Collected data
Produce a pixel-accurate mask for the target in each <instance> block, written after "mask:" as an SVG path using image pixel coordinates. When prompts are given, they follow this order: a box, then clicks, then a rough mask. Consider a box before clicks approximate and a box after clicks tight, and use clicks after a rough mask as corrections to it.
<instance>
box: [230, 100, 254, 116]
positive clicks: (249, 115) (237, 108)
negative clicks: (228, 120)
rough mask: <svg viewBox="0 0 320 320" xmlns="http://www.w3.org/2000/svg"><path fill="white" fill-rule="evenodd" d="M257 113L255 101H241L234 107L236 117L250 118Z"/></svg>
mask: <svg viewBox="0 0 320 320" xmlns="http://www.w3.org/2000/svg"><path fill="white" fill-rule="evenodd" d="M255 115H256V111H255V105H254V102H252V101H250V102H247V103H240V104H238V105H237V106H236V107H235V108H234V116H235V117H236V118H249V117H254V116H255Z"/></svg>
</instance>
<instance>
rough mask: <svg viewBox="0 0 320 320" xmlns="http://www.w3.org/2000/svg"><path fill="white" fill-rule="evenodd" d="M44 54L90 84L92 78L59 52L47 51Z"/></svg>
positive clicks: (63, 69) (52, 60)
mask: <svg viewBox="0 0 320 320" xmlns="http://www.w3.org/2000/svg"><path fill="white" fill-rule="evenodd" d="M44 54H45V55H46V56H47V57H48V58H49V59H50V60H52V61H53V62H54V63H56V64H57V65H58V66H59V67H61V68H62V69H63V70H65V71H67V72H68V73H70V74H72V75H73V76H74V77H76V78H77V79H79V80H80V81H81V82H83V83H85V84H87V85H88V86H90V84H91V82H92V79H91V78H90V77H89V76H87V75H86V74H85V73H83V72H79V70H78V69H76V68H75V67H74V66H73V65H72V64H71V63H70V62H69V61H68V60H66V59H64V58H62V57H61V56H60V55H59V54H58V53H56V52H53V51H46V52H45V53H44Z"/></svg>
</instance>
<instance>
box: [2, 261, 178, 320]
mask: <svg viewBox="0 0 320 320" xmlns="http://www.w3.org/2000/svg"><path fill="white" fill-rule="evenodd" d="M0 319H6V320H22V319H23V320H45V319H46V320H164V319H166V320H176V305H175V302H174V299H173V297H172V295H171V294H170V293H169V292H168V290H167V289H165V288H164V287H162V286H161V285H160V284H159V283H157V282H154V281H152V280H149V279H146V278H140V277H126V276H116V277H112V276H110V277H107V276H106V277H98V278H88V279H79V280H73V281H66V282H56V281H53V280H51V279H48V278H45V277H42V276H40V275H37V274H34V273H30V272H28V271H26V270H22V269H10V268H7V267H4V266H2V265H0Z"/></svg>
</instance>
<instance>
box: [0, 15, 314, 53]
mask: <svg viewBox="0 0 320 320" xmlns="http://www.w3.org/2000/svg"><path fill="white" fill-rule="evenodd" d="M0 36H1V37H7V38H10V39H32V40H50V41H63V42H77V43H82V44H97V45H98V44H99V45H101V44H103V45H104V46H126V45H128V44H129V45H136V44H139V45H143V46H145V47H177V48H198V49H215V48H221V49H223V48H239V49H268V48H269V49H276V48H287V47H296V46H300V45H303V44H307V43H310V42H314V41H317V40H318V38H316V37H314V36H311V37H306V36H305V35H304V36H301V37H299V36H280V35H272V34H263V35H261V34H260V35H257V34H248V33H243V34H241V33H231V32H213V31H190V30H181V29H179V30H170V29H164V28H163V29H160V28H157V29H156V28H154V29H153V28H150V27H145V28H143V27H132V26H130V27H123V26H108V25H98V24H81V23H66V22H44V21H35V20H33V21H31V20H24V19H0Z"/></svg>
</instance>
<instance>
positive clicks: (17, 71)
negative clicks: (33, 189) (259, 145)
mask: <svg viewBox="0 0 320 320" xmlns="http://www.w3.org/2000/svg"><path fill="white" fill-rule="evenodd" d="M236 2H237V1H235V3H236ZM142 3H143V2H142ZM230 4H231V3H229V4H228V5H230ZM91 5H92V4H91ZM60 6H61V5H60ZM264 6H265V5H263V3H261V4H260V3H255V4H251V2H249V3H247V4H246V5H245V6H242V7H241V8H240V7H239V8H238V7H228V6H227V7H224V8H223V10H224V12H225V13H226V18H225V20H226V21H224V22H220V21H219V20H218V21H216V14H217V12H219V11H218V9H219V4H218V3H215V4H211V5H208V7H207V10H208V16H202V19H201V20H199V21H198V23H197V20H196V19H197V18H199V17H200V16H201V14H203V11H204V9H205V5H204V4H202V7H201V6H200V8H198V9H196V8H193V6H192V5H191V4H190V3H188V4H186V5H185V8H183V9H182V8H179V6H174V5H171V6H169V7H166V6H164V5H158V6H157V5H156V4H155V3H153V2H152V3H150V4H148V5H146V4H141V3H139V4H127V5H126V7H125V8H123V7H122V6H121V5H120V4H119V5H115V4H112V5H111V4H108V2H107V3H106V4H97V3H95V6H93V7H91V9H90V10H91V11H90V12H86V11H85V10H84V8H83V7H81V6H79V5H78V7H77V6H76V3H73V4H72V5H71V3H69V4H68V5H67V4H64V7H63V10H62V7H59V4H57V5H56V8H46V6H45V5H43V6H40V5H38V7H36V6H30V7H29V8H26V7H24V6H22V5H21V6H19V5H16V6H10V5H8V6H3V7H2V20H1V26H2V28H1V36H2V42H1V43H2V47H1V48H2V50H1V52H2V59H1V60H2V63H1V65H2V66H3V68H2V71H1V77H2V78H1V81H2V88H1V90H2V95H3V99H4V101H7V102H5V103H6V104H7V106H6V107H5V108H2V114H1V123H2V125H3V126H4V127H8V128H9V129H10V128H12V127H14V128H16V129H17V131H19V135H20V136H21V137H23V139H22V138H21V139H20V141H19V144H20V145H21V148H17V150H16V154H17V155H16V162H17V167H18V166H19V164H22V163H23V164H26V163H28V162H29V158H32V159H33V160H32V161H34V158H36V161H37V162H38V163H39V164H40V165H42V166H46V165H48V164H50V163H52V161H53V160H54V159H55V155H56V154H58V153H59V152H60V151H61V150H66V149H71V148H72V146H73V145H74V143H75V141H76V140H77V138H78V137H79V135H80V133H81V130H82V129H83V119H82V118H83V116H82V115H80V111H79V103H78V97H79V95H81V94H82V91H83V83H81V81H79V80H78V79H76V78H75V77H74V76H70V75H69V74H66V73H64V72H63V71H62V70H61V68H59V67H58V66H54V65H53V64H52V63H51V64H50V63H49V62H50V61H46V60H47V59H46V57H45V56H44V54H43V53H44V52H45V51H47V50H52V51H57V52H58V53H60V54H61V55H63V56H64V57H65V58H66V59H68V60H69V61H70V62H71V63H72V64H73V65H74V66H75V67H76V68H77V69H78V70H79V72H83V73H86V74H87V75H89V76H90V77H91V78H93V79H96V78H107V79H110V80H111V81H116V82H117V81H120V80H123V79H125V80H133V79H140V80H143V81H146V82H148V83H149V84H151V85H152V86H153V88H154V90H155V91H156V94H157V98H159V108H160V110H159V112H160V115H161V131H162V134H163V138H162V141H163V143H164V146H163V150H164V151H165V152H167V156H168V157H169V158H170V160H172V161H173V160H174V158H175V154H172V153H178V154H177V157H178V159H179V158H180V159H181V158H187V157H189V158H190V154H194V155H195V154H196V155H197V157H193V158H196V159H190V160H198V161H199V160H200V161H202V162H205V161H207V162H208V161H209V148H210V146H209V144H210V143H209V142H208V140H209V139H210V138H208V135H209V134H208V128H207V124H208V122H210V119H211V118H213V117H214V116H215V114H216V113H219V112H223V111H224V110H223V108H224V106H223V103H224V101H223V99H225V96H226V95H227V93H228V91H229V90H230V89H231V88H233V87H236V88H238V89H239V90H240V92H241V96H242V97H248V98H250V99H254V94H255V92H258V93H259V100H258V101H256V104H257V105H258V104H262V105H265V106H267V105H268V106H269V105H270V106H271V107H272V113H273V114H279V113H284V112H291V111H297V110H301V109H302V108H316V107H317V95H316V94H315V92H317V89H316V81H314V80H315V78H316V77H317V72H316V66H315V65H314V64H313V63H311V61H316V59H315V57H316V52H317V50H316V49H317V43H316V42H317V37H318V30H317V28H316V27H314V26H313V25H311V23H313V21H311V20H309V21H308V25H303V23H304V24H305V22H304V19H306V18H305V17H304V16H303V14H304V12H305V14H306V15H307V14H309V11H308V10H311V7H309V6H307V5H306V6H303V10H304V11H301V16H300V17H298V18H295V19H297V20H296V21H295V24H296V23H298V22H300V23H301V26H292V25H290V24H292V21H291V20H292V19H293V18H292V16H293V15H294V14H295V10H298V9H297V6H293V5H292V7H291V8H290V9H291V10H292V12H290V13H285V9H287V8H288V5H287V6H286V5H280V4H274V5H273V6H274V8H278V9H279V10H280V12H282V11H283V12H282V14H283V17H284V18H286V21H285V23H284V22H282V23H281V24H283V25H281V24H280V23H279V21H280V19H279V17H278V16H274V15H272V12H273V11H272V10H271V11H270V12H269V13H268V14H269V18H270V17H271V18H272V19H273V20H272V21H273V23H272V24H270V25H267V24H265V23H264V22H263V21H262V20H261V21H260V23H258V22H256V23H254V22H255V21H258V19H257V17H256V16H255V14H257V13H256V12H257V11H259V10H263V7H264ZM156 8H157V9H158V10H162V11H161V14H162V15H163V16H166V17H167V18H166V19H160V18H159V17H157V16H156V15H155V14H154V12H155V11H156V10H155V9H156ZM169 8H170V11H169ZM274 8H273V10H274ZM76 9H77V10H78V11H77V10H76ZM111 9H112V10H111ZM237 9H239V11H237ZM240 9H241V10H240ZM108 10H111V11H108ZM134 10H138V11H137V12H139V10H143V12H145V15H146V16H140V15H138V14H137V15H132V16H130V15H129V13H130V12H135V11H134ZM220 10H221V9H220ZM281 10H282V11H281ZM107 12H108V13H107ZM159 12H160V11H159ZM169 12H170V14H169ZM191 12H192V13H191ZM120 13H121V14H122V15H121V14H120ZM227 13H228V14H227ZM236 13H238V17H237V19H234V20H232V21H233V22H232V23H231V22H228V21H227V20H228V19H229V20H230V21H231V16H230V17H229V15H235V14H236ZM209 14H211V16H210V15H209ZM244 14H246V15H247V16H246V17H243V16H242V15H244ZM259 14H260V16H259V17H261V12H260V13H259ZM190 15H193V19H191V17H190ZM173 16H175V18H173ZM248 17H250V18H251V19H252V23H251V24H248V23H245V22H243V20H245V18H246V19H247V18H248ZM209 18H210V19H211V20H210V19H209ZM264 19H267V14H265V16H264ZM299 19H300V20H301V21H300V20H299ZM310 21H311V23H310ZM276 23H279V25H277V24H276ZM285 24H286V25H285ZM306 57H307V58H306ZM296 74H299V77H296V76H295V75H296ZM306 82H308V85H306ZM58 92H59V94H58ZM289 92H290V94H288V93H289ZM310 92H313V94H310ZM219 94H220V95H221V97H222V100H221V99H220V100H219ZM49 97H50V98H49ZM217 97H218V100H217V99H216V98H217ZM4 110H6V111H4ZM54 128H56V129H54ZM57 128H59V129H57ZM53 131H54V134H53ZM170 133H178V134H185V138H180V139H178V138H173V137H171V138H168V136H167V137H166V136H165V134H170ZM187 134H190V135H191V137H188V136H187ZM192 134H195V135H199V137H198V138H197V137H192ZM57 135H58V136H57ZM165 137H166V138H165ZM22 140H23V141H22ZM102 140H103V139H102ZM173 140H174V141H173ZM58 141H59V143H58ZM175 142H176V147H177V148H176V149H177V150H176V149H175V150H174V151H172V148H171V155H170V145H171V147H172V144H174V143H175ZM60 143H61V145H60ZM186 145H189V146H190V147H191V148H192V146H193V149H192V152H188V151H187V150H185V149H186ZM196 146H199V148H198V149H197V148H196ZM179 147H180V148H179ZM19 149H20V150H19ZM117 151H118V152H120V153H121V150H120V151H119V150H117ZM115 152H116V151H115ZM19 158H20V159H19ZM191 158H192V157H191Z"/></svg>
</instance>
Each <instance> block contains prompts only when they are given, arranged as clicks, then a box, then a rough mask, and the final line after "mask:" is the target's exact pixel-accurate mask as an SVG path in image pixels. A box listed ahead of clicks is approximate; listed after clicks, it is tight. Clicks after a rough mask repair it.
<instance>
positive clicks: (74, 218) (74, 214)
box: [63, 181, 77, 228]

→ **WORK ORDER**:
Across the records above, count each line that holds the word "approximate" and give only the resulting number.

→ **RESULT FOR THIS EXERCISE**:
2